-- Start --

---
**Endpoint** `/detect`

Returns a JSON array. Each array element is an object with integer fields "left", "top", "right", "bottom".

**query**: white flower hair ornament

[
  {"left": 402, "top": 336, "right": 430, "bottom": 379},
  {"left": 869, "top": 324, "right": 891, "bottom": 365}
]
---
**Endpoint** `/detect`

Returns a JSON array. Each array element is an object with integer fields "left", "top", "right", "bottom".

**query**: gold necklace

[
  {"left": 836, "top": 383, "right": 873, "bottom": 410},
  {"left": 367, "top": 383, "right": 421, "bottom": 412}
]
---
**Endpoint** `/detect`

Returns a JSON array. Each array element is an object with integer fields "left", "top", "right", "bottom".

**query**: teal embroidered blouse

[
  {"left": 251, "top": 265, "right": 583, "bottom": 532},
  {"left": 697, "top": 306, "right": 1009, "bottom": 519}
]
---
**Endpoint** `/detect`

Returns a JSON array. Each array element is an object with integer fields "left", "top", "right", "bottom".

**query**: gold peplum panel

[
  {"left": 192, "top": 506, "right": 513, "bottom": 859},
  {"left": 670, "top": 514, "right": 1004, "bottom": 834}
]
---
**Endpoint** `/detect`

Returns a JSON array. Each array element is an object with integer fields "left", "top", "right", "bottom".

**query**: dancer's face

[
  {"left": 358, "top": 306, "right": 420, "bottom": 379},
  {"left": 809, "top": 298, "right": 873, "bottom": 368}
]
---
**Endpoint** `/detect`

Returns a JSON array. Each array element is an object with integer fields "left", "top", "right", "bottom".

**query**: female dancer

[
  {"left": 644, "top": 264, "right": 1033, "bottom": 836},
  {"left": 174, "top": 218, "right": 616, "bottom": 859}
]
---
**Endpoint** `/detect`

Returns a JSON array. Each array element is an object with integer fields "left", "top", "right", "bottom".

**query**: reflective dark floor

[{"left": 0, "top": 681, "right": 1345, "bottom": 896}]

-- End --

■ WHAT THIS TASK INVOLVES
Can you write out all the entries above again, requests included, and scale every bounding-box coordinate in the answers by 2.25, rounding each result to a whole number with halves rounded up?

■ RESULT OF THE EXERCISE
---
**Endpoint** `/detect`

Returns a JSON array. Each array element is an object with integer fields "left", "top", "right", "bottom".

**query**: white flower hair ornament

[
  {"left": 905, "top": 756, "right": 968, "bottom": 853},
  {"left": 1955, "top": 729, "right": 2005, "bottom": 821}
]
---
**Endpoint** `/detect`

Returns a JSON array. Each array element is an object with integer fields "left", "top", "right", "bottom".

**query**: gold necklace

[
  {"left": 1881, "top": 862, "right": 1964, "bottom": 923},
  {"left": 826, "top": 862, "right": 947, "bottom": 927}
]
---
**Endpoint** `/detect`

Returns a JSON array. Each array element is an object with integer fields "left", "top", "right", "bottom".

**query**: teal embroidered blouse

[
  {"left": 565, "top": 596, "right": 1312, "bottom": 1197},
  {"left": 1568, "top": 689, "right": 2270, "bottom": 1168}
]
---
**Endpoint** `/detect`

Returns a JSON array. Each array element is an object with integer fields "left", "top", "right", "bottom".

**query**: gold peplum panel

[
  {"left": 432, "top": 1139, "right": 1154, "bottom": 1933},
  {"left": 1508, "top": 1157, "right": 2259, "bottom": 1877}
]
---
**Endpoint** `/detect`

Returns a JSON array. Each array element is an object with integer fields "left", "top", "right", "bottom".

**query**: dancer's face

[
  {"left": 806, "top": 689, "right": 945, "bottom": 853},
  {"left": 1820, "top": 671, "right": 1964, "bottom": 828}
]
---
**Endpoint** `/detect`

Returns a JSON array. Each array element is an object with integer fields "left", "top", "right", "bottom".

**query**: female dancer

[
  {"left": 1449, "top": 594, "right": 2324, "bottom": 1881},
  {"left": 392, "top": 491, "right": 1386, "bottom": 1933}
]
---
**Endpoint** `/detect`

Returns a JSON array. Each array element is an object with integer fields "left", "top", "right", "bottom".

**query**: reflective dark floor

[{"left": 0, "top": 1532, "right": 3026, "bottom": 2016}]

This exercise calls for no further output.